*STATED TASK*. Reproduce the rows below verbatim, from the line containing "# test: pointer returns one pin per instance of the lower" through the final row, including both ends.

*RECORDS TO PROCESS*.
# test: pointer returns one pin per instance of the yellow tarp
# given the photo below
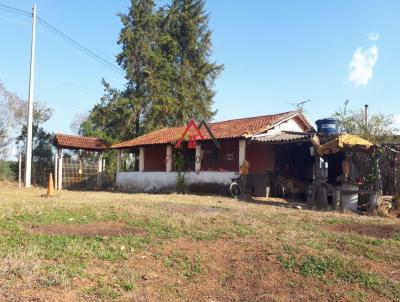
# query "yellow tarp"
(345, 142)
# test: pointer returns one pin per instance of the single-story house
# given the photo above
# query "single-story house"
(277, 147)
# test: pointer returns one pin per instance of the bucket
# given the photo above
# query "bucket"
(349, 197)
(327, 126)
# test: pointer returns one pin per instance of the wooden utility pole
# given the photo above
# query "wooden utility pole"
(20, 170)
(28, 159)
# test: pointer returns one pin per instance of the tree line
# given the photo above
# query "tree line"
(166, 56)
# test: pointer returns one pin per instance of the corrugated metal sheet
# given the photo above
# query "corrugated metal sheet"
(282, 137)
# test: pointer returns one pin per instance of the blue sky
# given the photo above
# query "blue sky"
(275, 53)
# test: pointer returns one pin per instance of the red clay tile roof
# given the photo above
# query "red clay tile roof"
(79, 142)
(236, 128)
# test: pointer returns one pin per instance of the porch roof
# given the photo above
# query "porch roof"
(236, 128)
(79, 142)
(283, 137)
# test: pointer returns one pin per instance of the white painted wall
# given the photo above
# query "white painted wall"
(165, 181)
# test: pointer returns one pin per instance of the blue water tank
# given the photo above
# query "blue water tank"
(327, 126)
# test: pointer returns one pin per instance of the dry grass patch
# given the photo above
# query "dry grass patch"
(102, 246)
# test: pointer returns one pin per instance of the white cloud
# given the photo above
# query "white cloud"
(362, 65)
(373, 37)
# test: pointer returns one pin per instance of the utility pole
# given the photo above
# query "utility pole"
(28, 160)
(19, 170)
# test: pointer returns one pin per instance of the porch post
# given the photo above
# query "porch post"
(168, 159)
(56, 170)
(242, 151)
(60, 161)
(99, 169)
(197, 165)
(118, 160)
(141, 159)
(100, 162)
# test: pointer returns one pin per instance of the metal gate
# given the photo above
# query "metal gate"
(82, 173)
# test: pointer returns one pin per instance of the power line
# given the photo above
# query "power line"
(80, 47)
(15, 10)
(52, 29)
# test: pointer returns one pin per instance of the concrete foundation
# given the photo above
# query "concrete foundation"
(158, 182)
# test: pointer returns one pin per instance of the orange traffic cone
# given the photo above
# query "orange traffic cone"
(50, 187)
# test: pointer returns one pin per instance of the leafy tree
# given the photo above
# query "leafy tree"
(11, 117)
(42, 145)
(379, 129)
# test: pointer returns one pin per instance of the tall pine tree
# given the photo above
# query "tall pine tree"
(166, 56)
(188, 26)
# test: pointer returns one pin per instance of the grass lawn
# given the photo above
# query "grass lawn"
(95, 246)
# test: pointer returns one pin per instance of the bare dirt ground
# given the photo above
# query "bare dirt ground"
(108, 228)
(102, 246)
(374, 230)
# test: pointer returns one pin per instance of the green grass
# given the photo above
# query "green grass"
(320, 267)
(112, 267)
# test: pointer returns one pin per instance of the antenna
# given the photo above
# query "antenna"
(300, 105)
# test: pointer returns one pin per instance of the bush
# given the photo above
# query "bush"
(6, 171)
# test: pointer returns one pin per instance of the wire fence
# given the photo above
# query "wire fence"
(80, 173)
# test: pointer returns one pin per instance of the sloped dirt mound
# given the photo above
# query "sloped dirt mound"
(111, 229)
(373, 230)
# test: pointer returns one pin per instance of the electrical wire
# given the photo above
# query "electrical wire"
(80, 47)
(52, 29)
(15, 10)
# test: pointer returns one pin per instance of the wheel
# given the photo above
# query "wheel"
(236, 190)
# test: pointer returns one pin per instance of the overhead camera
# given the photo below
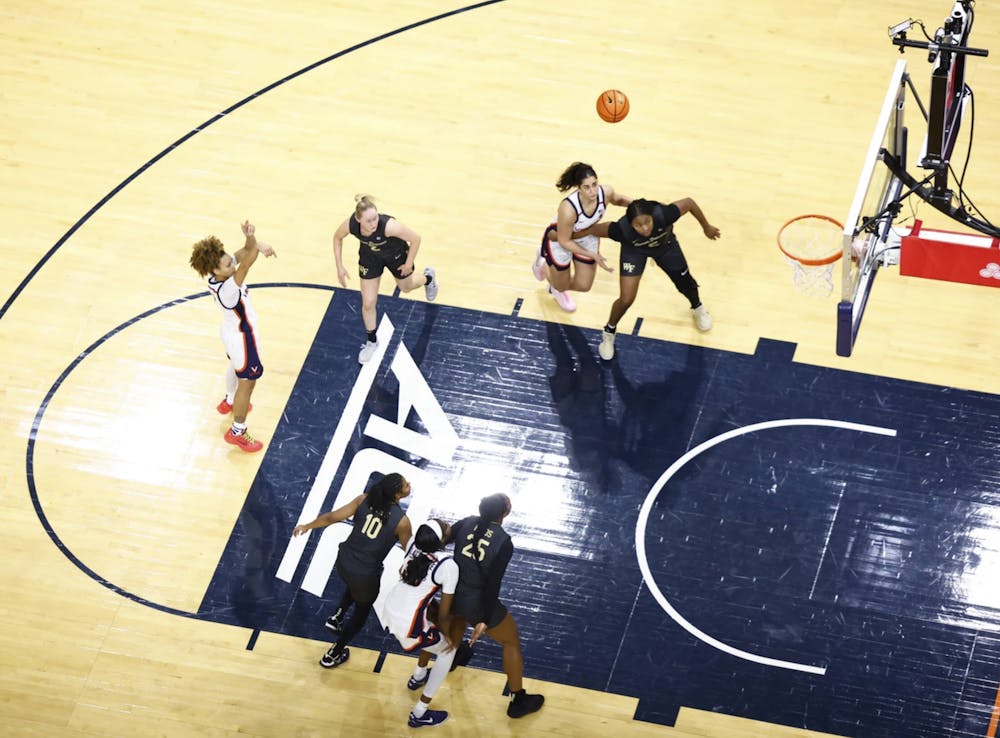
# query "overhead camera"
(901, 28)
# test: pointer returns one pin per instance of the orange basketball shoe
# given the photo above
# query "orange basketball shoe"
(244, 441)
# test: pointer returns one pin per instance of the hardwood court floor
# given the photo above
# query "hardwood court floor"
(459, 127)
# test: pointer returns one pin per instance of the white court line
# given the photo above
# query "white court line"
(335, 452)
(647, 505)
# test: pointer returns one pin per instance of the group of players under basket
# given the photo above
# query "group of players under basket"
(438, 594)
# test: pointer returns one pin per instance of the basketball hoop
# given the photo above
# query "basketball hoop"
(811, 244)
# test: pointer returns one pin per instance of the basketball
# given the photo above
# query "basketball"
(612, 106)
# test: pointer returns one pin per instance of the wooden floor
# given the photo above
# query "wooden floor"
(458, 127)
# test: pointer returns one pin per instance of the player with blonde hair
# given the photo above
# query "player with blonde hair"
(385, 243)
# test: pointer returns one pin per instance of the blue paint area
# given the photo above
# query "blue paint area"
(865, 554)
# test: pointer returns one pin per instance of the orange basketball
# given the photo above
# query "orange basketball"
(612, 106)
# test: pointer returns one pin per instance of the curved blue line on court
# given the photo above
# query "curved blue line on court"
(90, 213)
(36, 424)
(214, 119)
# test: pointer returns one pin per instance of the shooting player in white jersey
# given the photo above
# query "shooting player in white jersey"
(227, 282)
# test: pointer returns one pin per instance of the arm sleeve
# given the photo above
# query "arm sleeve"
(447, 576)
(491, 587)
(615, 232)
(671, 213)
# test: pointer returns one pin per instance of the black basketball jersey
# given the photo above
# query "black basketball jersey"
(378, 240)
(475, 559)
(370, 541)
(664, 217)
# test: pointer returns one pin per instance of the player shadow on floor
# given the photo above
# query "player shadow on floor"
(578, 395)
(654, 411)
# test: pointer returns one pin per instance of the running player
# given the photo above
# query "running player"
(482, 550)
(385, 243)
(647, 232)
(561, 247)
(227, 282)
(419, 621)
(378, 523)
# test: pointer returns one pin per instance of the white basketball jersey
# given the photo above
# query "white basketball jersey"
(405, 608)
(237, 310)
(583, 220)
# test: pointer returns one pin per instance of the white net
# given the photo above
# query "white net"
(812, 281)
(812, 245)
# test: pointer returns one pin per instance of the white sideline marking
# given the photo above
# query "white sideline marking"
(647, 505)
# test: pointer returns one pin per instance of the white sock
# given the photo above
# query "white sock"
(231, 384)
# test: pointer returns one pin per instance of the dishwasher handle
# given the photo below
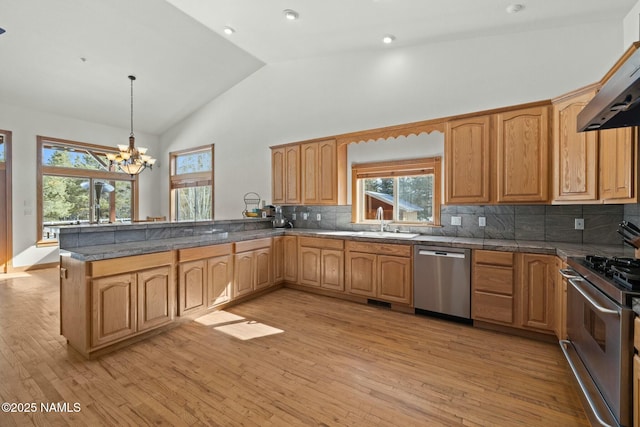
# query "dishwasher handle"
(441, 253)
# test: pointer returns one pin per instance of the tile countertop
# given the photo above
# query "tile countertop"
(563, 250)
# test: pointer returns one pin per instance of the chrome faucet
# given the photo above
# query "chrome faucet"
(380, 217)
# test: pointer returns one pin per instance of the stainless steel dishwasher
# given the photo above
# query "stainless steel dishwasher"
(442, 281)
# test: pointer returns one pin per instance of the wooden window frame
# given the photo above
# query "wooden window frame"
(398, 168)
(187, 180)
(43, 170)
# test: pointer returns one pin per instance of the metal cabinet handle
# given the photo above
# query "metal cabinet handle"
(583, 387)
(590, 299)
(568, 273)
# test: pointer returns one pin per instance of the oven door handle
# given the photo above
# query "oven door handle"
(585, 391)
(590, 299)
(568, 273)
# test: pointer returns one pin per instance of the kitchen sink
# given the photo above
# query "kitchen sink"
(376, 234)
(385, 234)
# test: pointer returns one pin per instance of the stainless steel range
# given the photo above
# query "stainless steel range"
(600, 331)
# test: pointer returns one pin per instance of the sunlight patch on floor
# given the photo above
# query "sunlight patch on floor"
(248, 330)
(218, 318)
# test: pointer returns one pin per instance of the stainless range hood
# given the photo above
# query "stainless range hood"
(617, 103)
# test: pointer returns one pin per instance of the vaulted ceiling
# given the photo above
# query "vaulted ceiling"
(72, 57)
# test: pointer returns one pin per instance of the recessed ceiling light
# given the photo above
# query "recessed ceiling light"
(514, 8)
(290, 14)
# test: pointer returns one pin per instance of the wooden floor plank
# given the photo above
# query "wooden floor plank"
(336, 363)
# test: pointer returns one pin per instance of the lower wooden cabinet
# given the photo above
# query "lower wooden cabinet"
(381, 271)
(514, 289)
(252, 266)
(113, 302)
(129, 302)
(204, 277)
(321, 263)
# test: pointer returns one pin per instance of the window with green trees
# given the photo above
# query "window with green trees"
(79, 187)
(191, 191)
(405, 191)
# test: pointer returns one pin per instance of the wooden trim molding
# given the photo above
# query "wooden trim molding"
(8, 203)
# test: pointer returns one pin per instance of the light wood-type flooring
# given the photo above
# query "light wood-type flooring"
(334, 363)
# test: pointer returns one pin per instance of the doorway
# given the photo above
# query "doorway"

*ANSWER BELOW*.
# test: pointer returns one pin per instance of the lower wooden cabinet
# given the photo above
# query "lower wooden cabinet"
(381, 271)
(514, 289)
(252, 266)
(113, 302)
(129, 302)
(204, 277)
(321, 263)
# test: pointer returns one pin per instance of the window with green trees
# given the photo above
# query "window with green trees"
(79, 187)
(191, 191)
(405, 191)
# test: pointer returns one pin per instance of the wooden trim molding
# given the photo above
# query "wooden trim molding"
(8, 203)
# test: pointer returns one pin per instance of the light wood-type flooring
# given the photo above
# query "light wood-type flooring"
(334, 363)
# test: pointer returns one pin per instance of the doorway
# given the photo above
# query "doorway"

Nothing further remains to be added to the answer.